| Kutipan Dokumen |

"Kehangatan Lorong Sarkem"
Januari, 2012
"Kehangatan Lorong Sarkem"
Itu adalah nama dari salah satu kegiatan pada serangkaian acara BIENNALE JOGJA XI - EQUATOR #1 SHADOW LINES: INDONESIA MEETS INDIA. Saya menganggap kegiatan inilah yang paling WAOW! dan beda, dibandingkan dengan kegiatan-kegiatan lain yang tidak jauh dari apresiasi budaya, sepertri Pameran, Sendratari, Diskusi Seniman, sampai bagi-bagi komik gratis di terminal.
Merasa sangat tertarik tapi sempat kecewa juga karena lewat status seorang teman di jejaring sosial, saya baru tahu kalau ternyata - meskipun di kalender program dituliskan gratis dan untuk umum - tetap harus mendaftar terlebih dahulu.
Tapi akhirnya, pada malam hari H, secara tidak disangka dan disengaja, saya dan pacar saya jadi terjebak dalam antrian pembagian kelompok menuju losmen dengan masing-masing didampingi oleh seorang PSK.
Kegiatan memang diagendakan hanya berlangsung selama kurang lebih 30 menit plus jalan kaki pulang pergi. Yaitu semua peserta dibagi kedalam beberapa kelompok, setiap kelompok terdiri dari 5-6 orang peserta. Kemudian tiap kelompok akan diantar oleh seorang PSK masuk ke dalam sebuah gang menuju penginapan/losmen dimana seorang PSK lainnya akan menunggu di dalam kamar tempat ia biasa "bekerja". Gang tersebutlah yang dinamakn SARKEM.
Mungkin bagi sebagian orang, SARKEM bukanlah sesuatu yang baru bahkan jauh dari kata tabu. Tapi bagi saya yang kurang pengalaman dan menolak
mencari tahu dan ingin tahu dari hal-hal yang tidak membuat saya nyaman, SARKEM hanya saya kenal sebagai sebuah lokalisasi, tanpa pernah tahu dimana persisnya tempat itu berada. SARKEM tidak lebih hanya tempat dimana laki-laki datang untuk ehem-ehem.
Di dalam berukuran sekitar 3x3 meter tersebut, kami diajak berbicara dan sharing tentang apa itu SARKEM dan apa yang selama ini berlangsung di dalamnya. PSK yang menjadi narasumber kelompk saya (sebut saja mbak "A") enggan menyebut SARKEM sebagai area lokalisasi. Ia lebih suka menamakannya perkampungan, karena tempat itu memang berada di sebuah gang yang sarat dengan rumah-rumah penduduk yang berhimpitan dan mereka memang hidup berdamping dengan para penduduk tersebut. Selayaknya tetangga yang hidup bergotong royong, tapi dalam kondisi penginapan dan penduduk disini, saya lebih melihatnya sebagai simbiosis mutualisme. Penginapan yang membutuhkan penjagaan agar tidak digerebek tiba-tiba dan penduduk yang bertindak sebagai pengaman yang mendapatkan pemasukan dari para pengunjung berhidung belang atau anak kecil yang terlalu cepat dewasa dan mahasiswa kurang kerjaan. Yang pasti keduanya saling melengkapi, melindungi dan saling bertukar keuntungan.

| Materi yang Disediakan |
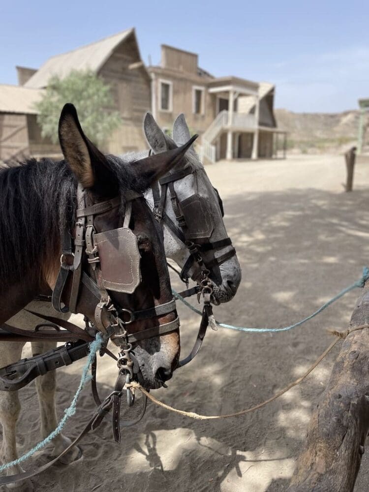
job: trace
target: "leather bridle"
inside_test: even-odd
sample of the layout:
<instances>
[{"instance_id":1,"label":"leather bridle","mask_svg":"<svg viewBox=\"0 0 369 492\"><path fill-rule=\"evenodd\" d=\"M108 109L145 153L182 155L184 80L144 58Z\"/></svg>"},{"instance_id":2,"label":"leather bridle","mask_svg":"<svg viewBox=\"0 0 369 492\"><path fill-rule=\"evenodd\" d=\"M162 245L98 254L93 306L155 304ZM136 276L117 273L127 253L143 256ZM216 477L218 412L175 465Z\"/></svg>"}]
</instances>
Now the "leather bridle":
<instances>
[{"instance_id":1,"label":"leather bridle","mask_svg":"<svg viewBox=\"0 0 369 492\"><path fill-rule=\"evenodd\" d=\"M158 306L137 311L114 304L104 285L99 250L95 243L96 233L93 222L94 218L98 215L121 207L121 199L117 197L89 205L87 193L80 184L78 186L77 195L77 207L73 240L71 231L69 227L66 226L62 235L61 267L53 291L52 302L54 308L60 312L66 312L69 310L72 312L78 312L79 294L81 285L83 284L96 303L93 324L85 318L86 328L83 330L69 321L29 311L31 314L46 320L48 326L55 328L55 325L59 325L66 328L70 332L67 334L67 339L76 341L68 342L64 347L58 347L41 355L23 360L20 361L21 363L16 363L1 368L0 369L0 390L19 389L37 376L57 367L68 365L85 356L88 351L88 342L94 339L96 331L101 332L104 337L103 353L108 353L114 358L117 358L106 348L109 339L120 347L120 353L118 360L120 374L128 375L129 380L132 380L134 373L138 373L140 370L139 365L132 353L132 344L171 333L179 328L179 318L175 311L176 303L174 298ZM136 199L144 199L142 195L133 192L126 194L125 198L125 208L122 216L123 229L129 228L132 202ZM120 230L115 230L119 231ZM133 235L133 233L132 234ZM91 265L89 270L92 272L93 276L84 270L84 263L86 263L86 261L83 261L84 255L87 257L88 264ZM139 261L139 258L136 258L136 260ZM112 267L114 267L113 264ZM70 293L67 305L63 306L62 298L66 295L65 287L70 276L72 277ZM144 321L170 313L174 313L176 315L172 321L159 324L134 333L129 332L129 325L133 321ZM41 324L45 326L45 323ZM62 334L58 330L56 332L41 331L38 329L39 326L37 325L34 331L30 331L5 324L3 325L5 330L1 330L3 332L2 334L5 336L3 339L25 341L35 339L54 339L65 341L66 337L65 332ZM127 380L126 382L129 381ZM96 402L99 404L100 402L95 388L93 393ZM127 392L127 397L130 394L130 391Z\"/></svg>"},{"instance_id":2,"label":"leather bridle","mask_svg":"<svg viewBox=\"0 0 369 492\"><path fill-rule=\"evenodd\" d=\"M236 254L236 250L232 246L229 251L221 256L217 257L215 256L215 251L217 249L227 246L232 246L232 241L228 237L213 242L211 241L210 236L206 237L203 236L201 242L199 241L195 242L190 237L193 235L189 233L188 220L186 220L183 211L181 210L181 203L183 202L179 200L174 187L174 183L176 181L179 181L190 174L193 174L196 177L196 170L193 170L190 166L187 166L184 169L162 178L156 182L152 188L154 202L153 213L155 218L159 223L163 223L167 226L173 235L185 246L190 253L181 272L179 273L181 280L187 286L187 288L185 290L180 293L182 297L188 297L195 294L198 294L198 296L205 284L204 280L206 280L207 283L209 280L209 275L211 269L215 266L220 266ZM164 212L168 189L169 191L171 203L176 216L177 225ZM219 208L223 216L224 212L221 200L217 190L215 188L214 190L217 197ZM196 217L194 216L193 219L193 223L195 224ZM213 257L210 260L205 259L204 253L211 251L213 253ZM198 282L196 287L188 289L189 272L194 265L197 266L198 274L200 273L200 275L196 276L195 274L193 274L192 277L197 276L198 277L200 276L201 280Z\"/></svg>"}]
</instances>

| Soal Tugas |
Menurut tulisan tentang Lorong Sarkem, berapa orang peserta dalam setiap kelompok?

| Jawaban Latihan |
Setiap kelompok terdiri dari 5-6 orang peserta.